Items:
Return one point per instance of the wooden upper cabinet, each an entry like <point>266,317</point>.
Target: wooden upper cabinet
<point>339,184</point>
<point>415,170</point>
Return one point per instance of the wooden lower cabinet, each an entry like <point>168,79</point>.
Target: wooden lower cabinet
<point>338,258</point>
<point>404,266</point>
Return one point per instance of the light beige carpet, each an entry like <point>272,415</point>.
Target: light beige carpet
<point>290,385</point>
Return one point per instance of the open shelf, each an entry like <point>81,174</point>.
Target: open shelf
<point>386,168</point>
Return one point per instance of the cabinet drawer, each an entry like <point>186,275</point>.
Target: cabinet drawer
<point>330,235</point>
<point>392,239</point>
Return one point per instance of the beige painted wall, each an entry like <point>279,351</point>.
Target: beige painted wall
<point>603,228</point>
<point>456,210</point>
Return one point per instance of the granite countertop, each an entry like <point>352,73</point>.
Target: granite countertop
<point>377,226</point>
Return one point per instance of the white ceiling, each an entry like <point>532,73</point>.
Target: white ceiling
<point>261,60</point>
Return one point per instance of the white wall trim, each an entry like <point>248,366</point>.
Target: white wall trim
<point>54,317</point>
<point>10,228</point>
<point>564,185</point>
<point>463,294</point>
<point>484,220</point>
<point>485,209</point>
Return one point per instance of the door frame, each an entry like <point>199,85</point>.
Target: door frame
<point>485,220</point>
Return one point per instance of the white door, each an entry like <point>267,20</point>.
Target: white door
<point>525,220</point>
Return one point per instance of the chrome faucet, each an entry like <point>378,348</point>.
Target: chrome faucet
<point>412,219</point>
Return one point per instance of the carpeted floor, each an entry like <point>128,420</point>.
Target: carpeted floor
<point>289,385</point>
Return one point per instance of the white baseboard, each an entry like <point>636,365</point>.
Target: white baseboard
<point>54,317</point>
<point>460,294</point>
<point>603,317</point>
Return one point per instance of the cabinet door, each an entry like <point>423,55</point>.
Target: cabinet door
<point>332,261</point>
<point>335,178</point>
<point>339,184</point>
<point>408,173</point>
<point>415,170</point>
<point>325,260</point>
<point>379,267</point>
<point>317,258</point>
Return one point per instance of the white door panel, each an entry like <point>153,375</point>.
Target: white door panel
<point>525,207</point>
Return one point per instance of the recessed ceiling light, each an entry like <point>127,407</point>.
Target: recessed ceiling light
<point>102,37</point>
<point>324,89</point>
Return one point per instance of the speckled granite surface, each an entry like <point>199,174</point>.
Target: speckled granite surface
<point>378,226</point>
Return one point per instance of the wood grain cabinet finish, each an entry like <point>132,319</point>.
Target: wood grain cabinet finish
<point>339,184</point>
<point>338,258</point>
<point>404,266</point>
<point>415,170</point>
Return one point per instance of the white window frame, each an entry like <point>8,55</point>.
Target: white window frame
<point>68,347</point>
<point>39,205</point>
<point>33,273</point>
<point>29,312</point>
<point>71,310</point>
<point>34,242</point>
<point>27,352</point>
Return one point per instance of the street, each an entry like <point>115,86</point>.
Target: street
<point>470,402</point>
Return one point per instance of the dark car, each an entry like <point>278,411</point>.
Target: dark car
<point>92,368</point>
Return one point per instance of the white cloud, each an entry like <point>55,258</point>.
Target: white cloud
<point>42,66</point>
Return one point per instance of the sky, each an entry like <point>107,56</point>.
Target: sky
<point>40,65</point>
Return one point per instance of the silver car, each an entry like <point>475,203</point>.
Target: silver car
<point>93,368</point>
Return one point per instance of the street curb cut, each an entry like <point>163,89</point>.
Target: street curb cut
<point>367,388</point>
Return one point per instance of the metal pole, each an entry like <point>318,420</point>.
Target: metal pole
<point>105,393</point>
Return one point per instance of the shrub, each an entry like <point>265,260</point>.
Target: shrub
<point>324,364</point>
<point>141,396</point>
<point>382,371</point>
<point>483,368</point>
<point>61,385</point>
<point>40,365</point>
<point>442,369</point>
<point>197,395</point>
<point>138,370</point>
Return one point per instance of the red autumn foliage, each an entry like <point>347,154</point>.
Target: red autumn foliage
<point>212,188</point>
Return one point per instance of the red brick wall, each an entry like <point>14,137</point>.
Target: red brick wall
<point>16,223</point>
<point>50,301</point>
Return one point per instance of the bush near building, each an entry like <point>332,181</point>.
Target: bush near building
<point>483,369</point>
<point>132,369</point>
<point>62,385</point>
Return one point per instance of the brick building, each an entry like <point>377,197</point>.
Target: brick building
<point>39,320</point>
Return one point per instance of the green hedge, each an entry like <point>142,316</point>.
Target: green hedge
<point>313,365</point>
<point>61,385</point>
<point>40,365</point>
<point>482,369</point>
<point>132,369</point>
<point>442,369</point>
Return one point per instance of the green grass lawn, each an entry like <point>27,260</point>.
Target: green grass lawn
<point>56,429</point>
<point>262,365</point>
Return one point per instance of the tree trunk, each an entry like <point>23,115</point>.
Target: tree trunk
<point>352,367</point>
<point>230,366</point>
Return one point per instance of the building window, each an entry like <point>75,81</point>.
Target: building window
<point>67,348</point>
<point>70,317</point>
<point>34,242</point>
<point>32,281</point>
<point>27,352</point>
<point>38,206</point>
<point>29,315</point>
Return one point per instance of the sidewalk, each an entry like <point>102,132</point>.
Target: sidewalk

Given request: Could you write out again, and only, the lines from the one containing "Return one point per instance of the red autumn" to the one containing "<point>39,320</point>", both ends included and the requests kept? Multiply every coordinate in the answer points by 1.4 and round to whole numbers, with halves rounding up, but leave the sample points inside the requests unchanged.

Correct answer:
Return one point per instance of the red autumn foliage, each an entry like <point>347,154</point>.
Target: red autumn foliage
<point>297,263</point>
Return one point per instance of the red brick wall, each an entry like <point>14,137</point>.
Target: red brick wall
<point>22,312</point>
<point>70,421</point>
Return one point per instance of the bush near building, each an entry like <point>332,181</point>.
Target: bush near building
<point>676,517</point>
<point>185,517</point>
<point>87,539</point>
Return one point per instance of the brick building, each an entry like <point>377,197</point>.
Target: brick building
<point>55,448</point>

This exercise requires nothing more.